__ASSIGNMENT__
Copy out the passage on barefoot shoes below in full, word for word.

__SOURCE EXTRACT__
Here is a vindication of the barefoot set from Boing Boing by Cory Doctorow:
Adam Sternbergh's long investigative New York Magazine piece, "You Walk
Wrong," makes a compelling case for shoes as inherently damaging to
your feet and spine. I have very flat feet, which has always meant
problems with my hips, knees and back, and I've work custom orthotic
inserts since I was a teenage. Last year, I picked up a pair of Vibram Fivefingers
"barefoot shoes" that do a pretty good job of simulating the experience
of going barefoot without the tetanus and laceration risk, and I've
done a lot of city and country walking in them, and I have to say, my
back and knees and feet feel pretty damned good after a couple days in
them.

At
first glance, this seems like a sensible and obvious approach—to work
with the foot, not against it. But it represents a fundamental break
from the dominant philosophy of shoe design. For decades, the guiding
principle of shoe design has been to compensate for the perceived
deficiencies of the human foot. Since it hurts to strike your heel on
the ground, nearly all shoes provide a structure to lift the heel. And
because walking on hard surfaces can be painful, we wrap our feet in
padding. Many people suffer from flat feet or fallen arches, so we wear
shoes with built-in arch supports, to help hold our arches up...
Admittedly, there’s something counter intuitive about the idea that less
padding on your foot equals less shock on your body. But that’s only if
we continue to think of our feet as lifeless blocks of flesh that hold
us upright. The sole of your foot has over 200,000 nerve endings in it,
one of the highest concentrations anywhere in the body. Our feet are
designed to act as earthward antennae, helping us balance and
transmitting information to us about the ground we’re walking on.

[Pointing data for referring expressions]
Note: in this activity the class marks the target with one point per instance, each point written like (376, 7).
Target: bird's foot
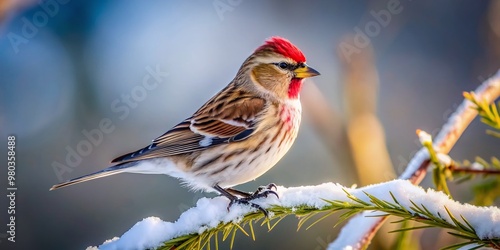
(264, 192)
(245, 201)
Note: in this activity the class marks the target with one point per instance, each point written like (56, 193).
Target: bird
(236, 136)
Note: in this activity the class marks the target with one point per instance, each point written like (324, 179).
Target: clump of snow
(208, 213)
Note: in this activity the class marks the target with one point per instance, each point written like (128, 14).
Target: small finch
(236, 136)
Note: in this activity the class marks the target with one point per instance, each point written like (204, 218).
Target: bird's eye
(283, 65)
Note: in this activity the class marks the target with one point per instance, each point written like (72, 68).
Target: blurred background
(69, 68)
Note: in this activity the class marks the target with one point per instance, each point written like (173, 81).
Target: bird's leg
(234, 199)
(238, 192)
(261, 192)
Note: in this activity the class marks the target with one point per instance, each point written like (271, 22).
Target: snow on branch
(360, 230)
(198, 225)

==

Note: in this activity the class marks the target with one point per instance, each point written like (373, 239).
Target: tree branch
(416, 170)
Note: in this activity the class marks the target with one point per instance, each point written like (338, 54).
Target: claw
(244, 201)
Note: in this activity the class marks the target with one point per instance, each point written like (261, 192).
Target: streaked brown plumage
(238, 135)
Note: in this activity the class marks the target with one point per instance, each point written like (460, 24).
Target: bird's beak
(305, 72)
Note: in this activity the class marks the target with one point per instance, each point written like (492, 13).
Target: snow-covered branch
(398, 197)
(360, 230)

__SOLUTION__
Here is a vindication of the barefoot set from Boing Boing by Cory Doctorow:
Adam Sternbergh's long investigative New York Magazine piece, "You Walk
Wrong," makes a compelling case for shoes as inherently damaging to
your feet and spine. I have very flat feet, which has always meant
problems with my hips, knees and back, and I've work custom orthotic
inserts since I was a teenage. Last year, I picked up a pair of Vibram Fivefingers
"barefoot shoes" that do a pretty good job of simulating the experience
of going barefoot without the tetanus and laceration risk, and I've
done a lot of city and country walking in them, and I have to say, my
back and knees and feet feel pretty damned good after a couple days in
them.

At
first glance, this seems like a sensible and obvious approach—to work
with the foot, not against it. But it represents a fundamental break
from the dominant philosophy of shoe design. For decades, the guiding
principle of shoe design has been to compensate for the perceived
deficiencies of the human foot. Since it hurts to strike your heel on
the ground, nearly all shoes provide a structure to lift the heel. And
because walking on hard surfaces can be painful, we wrap our feet in
padding. Many people suffer from flat feet or fallen arches, so we wear
shoes with built-in arch supports, to help hold our arches up...
Admittedly, there’s something counter intuitive about the idea that less
padding on your foot equals less shock on your body. But that’s only if
we continue to think of our feet as lifeless blocks of flesh that hold
us upright. The sole of your foot has over 200,000 nerve endings in it,
one of the highest concentrations anywhere in the body. Our feet are
designed to act as earthward antennae, helping us balance and
transmitting information to us about the ground we’re walking on.